Output the entries underneath exactly as they are.

(Items from a dataset)

_ _ _ _

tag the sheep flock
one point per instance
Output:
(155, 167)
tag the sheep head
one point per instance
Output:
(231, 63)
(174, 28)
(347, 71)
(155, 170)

_ _ _ _

▶ _Output for this exercise_:
tag the sheep flock
one point per instance
Output:
(155, 167)
tag the sheep head
one point per instance
Output:
(231, 63)
(174, 28)
(347, 71)
(155, 170)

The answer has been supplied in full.